DATA FOR THE TASK section start
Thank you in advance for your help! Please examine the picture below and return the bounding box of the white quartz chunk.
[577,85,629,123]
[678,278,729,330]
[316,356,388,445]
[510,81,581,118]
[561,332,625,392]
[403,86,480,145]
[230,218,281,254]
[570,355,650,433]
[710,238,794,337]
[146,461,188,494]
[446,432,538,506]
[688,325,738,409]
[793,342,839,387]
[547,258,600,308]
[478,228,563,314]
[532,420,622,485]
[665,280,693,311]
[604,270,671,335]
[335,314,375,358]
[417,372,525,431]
DATA FOR THE TASK section end
• [WORK TASK]: Would you give the entries back word for word?

• [EXERCISE RESULT]:
Thank you in advance for your help! Please examine the picture below and return the bounding box of the white quartz chunk.
[577,85,629,123]
[678,278,729,330]
[316,356,388,445]
[510,81,581,118]
[561,332,625,392]
[403,86,480,145]
[230,218,281,254]
[570,355,650,433]
[710,238,794,337]
[146,461,188,494]
[446,432,538,506]
[688,325,738,409]
[793,342,839,387]
[547,258,600,308]
[478,228,563,314]
[532,420,622,485]
[665,280,693,311]
[604,270,671,335]
[335,314,375,358]
[417,372,525,431]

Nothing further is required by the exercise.